# GIVEN INSTRUCTION
Return each line of the items below that contains the word "green", copied in full.

**** EXERCISE INPUTS

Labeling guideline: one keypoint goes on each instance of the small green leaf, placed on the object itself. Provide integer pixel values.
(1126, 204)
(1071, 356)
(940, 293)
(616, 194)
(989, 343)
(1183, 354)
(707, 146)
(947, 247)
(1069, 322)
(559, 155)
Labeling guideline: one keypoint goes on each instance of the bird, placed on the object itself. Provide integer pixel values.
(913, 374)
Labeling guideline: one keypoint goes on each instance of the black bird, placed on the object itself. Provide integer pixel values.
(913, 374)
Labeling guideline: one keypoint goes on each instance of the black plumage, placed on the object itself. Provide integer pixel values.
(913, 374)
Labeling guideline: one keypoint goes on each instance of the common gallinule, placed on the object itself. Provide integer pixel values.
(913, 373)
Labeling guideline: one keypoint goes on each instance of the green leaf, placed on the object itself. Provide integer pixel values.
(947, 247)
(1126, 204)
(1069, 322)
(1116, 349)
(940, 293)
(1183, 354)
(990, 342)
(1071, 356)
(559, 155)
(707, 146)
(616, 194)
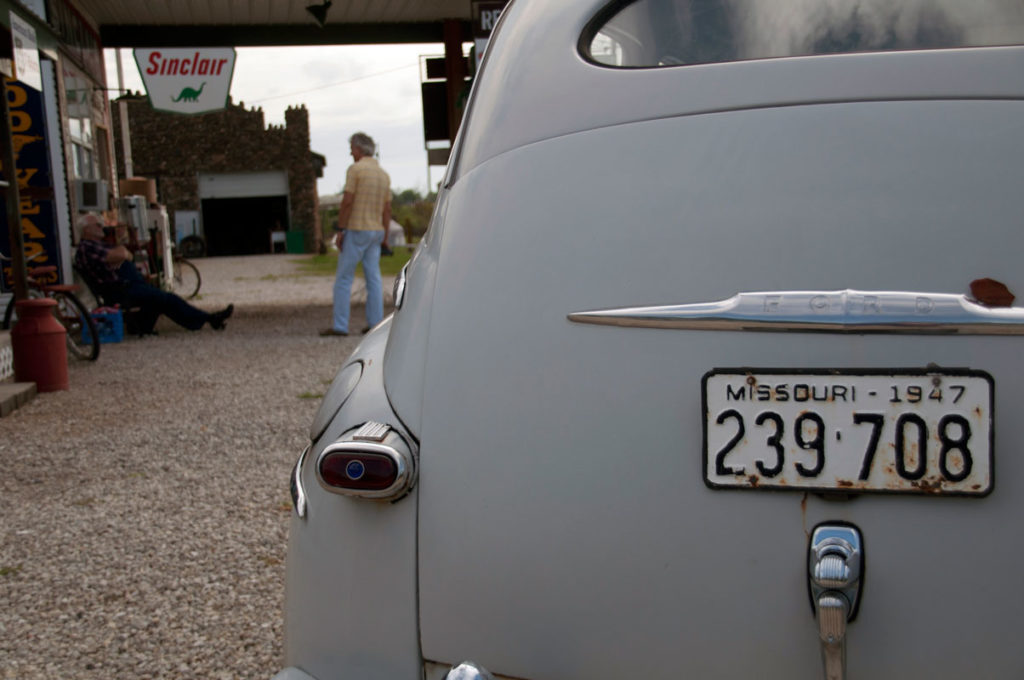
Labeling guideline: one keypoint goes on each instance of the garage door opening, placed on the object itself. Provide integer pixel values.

********
**** EXERCISE INPUTS

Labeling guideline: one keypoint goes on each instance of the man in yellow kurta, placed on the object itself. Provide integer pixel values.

********
**** EXERCISE INPUTS

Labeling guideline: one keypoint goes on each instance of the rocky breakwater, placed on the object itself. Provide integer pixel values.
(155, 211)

********

# ANSWER TO THE TASK
Labeling guideline: one keypoint goes on each instance of the small green leaf, placed on the object itself. Provide integer pixel values.
Labeling guideline: one keypoint goes on each instance of the green leaf, placed on the object itself. Provide integer pixel values.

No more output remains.